§ CONSIGNE 1: Dans le texte à lire, relevez tout ce autour de quoi gravitent les personnages.

§ TEXTE À LIRE:
:::::

Tous les personnages sans exception gravitent autour d'une absence, d'un vide,
d'un silence, d'une souffrance. Le réalisme est ici relégué aux oubliettes. C'est de
symboles, de délire, d'images, que se nourrit ce conte oppressant contre
la tyrannie, cette fable fantastique venue couvrir le fracas de la guerre, "parce
qu'une bonne histoire est une arme plus puissante qu'un fusil ou un couteau".

:::::

§ CONSIGNE 2: Recopiez les lignes fournies depuis celle qui contient « Can you tell me where the granite » jusqu'à la fin de ces lignes, en substituant « cupboard » à « cabinet » sans rien modifier d'autre.

§ DONNÉES FOURNIES:
:::::

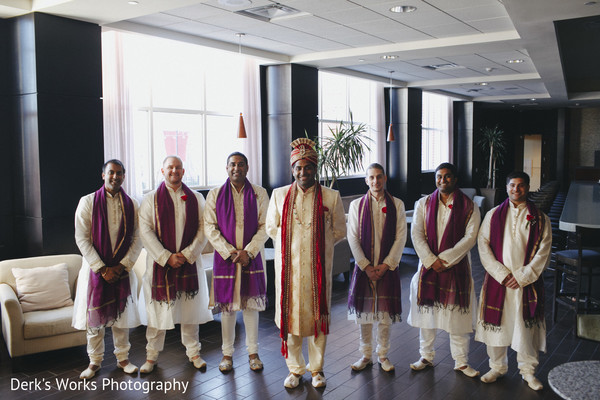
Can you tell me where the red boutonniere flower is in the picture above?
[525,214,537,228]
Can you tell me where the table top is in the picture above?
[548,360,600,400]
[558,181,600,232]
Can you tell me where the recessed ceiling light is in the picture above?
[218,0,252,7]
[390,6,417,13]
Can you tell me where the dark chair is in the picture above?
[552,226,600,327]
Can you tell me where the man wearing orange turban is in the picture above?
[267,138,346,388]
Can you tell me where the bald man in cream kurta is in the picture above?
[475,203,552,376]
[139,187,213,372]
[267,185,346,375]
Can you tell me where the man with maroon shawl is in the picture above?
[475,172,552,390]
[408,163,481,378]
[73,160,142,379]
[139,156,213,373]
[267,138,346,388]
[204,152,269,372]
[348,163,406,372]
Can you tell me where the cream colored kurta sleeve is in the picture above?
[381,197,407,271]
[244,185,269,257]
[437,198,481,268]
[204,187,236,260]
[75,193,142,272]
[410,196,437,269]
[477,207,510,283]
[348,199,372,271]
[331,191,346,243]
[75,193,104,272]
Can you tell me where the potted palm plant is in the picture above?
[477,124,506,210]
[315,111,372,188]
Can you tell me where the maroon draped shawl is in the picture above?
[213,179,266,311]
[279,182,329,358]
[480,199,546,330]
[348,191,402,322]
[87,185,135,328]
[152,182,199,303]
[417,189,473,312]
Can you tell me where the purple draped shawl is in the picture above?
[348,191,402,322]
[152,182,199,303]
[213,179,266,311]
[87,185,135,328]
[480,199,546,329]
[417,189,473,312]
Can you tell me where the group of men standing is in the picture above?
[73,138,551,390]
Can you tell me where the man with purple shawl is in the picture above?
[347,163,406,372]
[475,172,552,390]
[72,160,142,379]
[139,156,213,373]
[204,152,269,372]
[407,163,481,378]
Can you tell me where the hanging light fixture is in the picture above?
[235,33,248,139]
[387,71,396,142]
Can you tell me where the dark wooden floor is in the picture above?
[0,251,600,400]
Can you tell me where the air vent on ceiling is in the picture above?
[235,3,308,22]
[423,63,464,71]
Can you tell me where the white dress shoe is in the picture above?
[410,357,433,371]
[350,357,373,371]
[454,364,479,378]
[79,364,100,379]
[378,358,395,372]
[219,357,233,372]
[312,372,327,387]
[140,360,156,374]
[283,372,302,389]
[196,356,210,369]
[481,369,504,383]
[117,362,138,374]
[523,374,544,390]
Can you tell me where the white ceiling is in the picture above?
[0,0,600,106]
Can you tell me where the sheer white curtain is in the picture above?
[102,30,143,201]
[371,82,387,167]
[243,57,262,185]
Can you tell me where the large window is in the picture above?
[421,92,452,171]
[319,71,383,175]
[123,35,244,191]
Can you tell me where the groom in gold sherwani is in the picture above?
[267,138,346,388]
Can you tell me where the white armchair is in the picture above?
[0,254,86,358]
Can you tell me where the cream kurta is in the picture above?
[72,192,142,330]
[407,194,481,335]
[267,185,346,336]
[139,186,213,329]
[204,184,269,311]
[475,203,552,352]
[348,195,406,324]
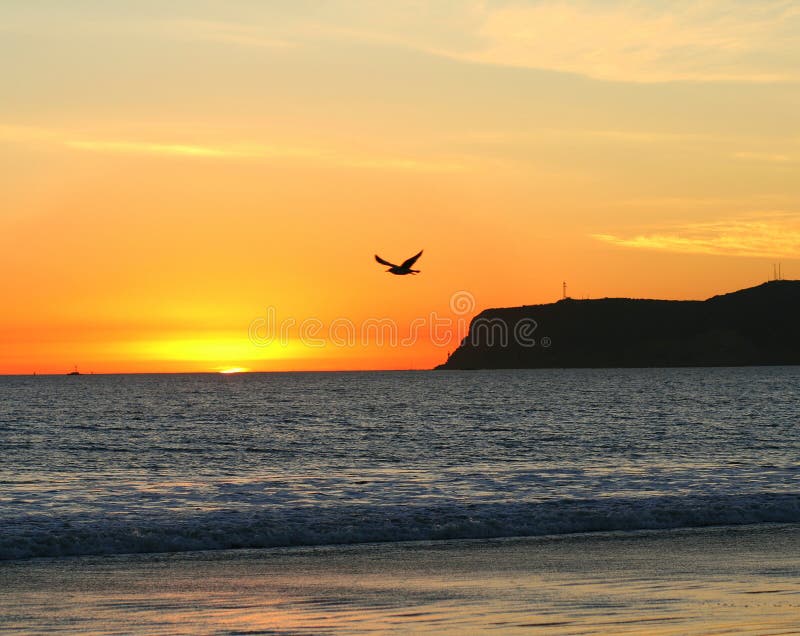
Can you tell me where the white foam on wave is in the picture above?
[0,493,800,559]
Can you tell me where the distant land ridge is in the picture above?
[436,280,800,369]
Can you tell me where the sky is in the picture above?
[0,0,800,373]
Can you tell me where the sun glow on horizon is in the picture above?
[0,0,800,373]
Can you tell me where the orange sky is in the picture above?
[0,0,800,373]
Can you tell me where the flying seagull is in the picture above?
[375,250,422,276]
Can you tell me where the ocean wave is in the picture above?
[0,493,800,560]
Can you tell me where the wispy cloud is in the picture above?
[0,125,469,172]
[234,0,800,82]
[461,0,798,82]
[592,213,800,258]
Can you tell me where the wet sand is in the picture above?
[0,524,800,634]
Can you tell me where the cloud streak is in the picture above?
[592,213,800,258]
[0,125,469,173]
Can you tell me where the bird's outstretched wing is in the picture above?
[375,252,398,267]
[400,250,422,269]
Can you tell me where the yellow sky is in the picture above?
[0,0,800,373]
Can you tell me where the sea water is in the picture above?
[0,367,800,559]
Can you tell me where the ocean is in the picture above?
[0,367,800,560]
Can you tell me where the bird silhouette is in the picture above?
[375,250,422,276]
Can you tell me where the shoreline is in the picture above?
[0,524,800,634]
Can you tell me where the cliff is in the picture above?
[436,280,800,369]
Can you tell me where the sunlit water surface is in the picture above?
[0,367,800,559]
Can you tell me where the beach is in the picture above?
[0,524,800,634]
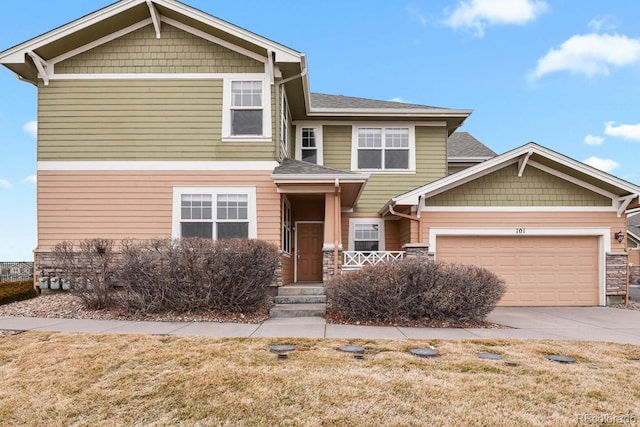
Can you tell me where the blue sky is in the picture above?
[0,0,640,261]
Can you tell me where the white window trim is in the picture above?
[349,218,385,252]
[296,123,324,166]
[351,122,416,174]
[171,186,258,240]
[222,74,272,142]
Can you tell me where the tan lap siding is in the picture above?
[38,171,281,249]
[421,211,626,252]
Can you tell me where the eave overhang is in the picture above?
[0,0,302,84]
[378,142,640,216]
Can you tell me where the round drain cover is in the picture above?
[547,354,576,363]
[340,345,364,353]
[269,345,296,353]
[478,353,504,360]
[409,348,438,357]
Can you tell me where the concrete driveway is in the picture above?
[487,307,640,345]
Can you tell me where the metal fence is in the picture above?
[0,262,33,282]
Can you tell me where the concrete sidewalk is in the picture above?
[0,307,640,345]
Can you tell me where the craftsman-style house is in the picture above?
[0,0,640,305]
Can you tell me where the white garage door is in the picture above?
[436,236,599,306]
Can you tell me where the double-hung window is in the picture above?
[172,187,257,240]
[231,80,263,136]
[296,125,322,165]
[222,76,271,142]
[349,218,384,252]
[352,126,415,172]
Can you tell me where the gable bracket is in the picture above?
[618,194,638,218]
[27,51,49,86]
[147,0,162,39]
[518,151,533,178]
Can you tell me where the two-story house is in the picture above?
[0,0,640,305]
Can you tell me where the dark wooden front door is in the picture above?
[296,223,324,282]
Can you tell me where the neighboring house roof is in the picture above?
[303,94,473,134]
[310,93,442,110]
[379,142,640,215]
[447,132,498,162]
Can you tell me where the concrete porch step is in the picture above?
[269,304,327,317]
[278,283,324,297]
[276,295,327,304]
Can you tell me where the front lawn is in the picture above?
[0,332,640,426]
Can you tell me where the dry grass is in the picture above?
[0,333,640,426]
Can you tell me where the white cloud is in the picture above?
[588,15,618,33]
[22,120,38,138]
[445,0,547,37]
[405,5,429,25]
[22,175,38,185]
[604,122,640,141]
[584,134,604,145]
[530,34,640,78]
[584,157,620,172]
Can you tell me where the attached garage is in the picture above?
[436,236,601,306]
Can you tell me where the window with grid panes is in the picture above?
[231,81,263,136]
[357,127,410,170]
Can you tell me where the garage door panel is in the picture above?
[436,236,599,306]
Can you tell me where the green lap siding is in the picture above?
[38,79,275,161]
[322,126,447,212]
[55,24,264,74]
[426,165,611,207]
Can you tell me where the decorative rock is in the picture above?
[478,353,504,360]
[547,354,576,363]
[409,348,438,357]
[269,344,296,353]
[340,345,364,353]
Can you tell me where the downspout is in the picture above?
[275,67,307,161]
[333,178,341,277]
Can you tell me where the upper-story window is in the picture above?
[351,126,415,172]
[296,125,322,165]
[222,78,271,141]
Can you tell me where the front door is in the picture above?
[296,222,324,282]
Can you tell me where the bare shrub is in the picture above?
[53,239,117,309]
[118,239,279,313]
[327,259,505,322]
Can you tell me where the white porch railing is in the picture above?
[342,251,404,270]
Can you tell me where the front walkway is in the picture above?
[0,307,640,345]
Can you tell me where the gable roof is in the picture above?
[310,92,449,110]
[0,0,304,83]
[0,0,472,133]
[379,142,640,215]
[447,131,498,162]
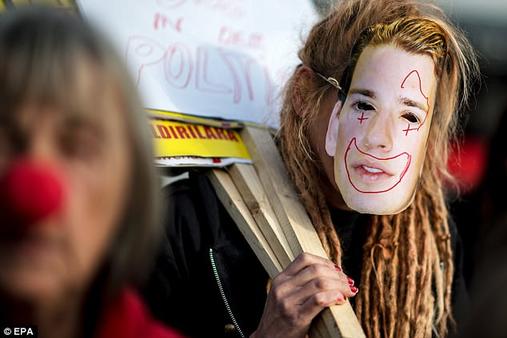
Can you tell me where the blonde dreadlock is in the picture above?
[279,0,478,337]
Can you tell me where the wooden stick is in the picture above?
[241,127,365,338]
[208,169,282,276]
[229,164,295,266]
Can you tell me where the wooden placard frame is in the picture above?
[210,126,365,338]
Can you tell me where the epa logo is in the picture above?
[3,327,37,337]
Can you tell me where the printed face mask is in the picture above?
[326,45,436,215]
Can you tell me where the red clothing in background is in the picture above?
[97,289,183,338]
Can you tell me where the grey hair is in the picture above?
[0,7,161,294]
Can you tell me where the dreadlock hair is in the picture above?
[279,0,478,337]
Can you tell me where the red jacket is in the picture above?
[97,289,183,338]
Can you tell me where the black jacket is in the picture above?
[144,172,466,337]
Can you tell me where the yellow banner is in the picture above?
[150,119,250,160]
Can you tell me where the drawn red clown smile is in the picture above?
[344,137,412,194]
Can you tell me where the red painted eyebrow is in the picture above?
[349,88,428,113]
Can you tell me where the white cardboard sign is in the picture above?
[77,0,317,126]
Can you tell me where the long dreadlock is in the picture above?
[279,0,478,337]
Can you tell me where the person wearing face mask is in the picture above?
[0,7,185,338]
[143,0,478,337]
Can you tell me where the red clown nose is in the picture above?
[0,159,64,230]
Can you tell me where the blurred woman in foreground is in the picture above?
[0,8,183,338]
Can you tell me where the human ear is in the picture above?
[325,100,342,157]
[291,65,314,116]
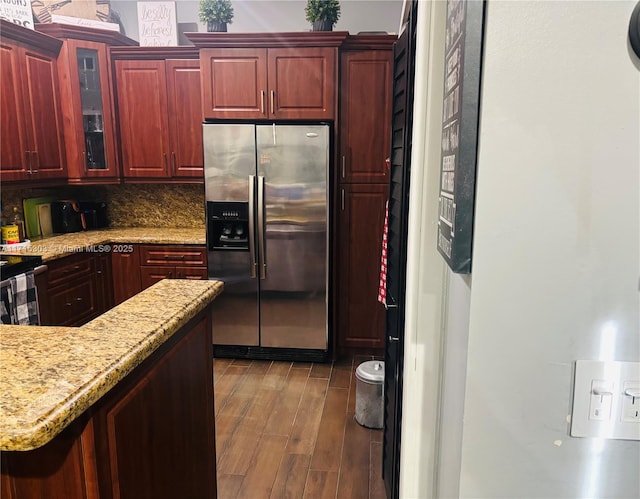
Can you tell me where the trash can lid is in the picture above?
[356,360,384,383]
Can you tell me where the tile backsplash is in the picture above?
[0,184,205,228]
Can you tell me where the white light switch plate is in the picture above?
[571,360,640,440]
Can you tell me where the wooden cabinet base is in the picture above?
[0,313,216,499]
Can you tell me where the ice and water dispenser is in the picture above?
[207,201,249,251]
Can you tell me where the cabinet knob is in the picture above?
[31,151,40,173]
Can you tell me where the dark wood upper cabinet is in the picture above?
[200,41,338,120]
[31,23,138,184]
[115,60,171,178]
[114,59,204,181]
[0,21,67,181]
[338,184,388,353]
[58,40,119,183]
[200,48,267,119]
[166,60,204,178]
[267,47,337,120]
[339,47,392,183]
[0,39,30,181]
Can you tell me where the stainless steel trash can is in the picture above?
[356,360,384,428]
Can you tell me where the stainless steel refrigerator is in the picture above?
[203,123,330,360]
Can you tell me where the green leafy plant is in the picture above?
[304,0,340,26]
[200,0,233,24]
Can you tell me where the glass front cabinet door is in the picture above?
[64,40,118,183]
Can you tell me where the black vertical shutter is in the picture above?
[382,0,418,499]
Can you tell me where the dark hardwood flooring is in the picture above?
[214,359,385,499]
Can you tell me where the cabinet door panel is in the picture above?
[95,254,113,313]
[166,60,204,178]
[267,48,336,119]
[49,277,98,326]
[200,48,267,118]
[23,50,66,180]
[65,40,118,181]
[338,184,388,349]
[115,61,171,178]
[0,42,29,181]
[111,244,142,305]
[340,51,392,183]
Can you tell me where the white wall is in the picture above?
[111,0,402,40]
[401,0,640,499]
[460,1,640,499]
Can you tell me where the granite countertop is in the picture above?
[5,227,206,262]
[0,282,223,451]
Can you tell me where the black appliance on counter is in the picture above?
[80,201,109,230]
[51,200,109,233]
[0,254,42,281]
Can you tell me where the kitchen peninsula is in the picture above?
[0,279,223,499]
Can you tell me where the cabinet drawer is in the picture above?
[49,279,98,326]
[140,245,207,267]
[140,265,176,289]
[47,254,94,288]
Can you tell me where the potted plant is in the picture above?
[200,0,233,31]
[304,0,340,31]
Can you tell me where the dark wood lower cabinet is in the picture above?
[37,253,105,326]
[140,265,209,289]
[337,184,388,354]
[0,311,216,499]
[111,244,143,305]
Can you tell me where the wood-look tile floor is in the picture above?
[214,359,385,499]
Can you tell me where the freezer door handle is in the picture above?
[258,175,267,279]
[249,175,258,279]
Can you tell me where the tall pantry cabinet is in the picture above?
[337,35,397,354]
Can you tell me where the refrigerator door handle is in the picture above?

:::::

§ CORRIGÉ 1: une absence, un vide, un silence, une souffrance

§ CORRIGÉ 2:
Can you tell me where the granite countertop is in the picture above?
[5,227,206,262]
[0,282,223,451]
Can you tell me where the black appliance on counter is in the picture above?
[80,201,109,230]
[51,200,109,233]
[0,254,42,281]
Can you tell me where the kitchen peninsula is in the picture above?
[0,279,223,499]
Can you tell me where the cupboard drawer is in the picture above?
[49,279,98,326]
[140,245,207,267]
[140,265,176,289]
[47,254,94,288]
Can you tell me where the potted plant is in the picture above?
[200,0,233,31]
[304,0,340,31]
Can you tell me where the dark wood lower cupboard is in the picture above?
[37,253,105,326]
[140,265,209,289]
[337,184,388,354]
[0,311,216,499]
[111,244,143,305]
Can you tell me where the wood-look tile floor is in the picture above?
[214,359,385,499]
Can you tell me where the freezer door handle is in the picture above?
[258,175,267,279]
[249,175,258,279]
Can you tell me where the tall pantry cupboard is in the picture above?
[337,35,397,354]
Can you tell me where the refrigerator door handle is in the picture above?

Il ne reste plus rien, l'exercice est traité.